═════ RECORDS FOR THIS TASK

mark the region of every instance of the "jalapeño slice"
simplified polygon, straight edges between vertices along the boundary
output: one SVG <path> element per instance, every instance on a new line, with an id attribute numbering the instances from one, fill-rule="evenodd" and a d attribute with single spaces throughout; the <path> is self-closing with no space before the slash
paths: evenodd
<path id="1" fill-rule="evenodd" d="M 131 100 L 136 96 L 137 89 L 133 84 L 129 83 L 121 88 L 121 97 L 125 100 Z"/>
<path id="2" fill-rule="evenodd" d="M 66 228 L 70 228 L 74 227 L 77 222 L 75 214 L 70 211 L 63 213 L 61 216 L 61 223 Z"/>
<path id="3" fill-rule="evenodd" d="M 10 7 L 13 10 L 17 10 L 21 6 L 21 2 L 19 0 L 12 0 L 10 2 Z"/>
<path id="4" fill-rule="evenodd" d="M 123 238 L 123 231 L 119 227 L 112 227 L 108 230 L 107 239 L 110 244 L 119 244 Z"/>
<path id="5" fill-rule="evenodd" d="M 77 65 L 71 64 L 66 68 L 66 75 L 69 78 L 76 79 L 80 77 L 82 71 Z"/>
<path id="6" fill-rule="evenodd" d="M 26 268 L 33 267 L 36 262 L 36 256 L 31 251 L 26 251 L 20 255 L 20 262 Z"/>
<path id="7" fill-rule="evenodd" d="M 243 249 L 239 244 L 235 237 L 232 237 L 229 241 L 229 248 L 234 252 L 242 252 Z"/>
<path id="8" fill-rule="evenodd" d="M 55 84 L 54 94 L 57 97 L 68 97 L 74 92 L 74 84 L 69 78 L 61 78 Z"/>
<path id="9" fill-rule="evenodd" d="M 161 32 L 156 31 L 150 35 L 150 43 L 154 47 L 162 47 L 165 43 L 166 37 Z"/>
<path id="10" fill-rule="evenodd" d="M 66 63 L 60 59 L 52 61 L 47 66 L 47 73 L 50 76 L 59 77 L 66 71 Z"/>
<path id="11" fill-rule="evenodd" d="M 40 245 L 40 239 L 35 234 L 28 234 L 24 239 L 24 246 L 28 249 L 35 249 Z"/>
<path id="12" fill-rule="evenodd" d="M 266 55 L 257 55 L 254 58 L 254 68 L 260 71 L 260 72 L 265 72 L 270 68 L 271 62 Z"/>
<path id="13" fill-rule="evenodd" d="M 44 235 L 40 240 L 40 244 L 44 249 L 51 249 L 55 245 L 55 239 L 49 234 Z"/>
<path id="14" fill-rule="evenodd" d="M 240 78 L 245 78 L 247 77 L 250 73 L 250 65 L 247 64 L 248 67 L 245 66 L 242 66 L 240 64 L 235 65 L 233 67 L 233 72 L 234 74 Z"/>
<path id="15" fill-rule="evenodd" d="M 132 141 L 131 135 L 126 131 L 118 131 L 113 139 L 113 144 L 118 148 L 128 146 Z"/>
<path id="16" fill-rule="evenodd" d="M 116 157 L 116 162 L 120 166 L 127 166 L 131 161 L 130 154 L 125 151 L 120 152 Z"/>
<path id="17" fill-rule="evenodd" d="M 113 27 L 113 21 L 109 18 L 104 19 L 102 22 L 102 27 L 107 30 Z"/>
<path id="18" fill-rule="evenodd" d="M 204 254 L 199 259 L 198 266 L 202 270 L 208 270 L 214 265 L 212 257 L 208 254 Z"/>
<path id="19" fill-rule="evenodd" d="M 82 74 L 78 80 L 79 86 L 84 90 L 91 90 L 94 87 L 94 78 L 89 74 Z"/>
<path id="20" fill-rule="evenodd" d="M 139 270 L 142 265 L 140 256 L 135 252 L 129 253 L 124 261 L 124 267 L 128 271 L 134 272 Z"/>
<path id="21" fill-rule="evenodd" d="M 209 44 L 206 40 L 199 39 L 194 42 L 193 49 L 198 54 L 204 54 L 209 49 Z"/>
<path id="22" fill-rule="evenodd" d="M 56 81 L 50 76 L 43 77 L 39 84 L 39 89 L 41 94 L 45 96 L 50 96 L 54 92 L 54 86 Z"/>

══════════

PROBLEM:
Reproduce the rows word for word, beginning with the first line and stopping after the line that contains "simplified polygon, straight".

WRITTEN SOLUTION:
mark the region of every instance of the "jalapeño slice"
simplified polygon, straight edges between vertices along the boundary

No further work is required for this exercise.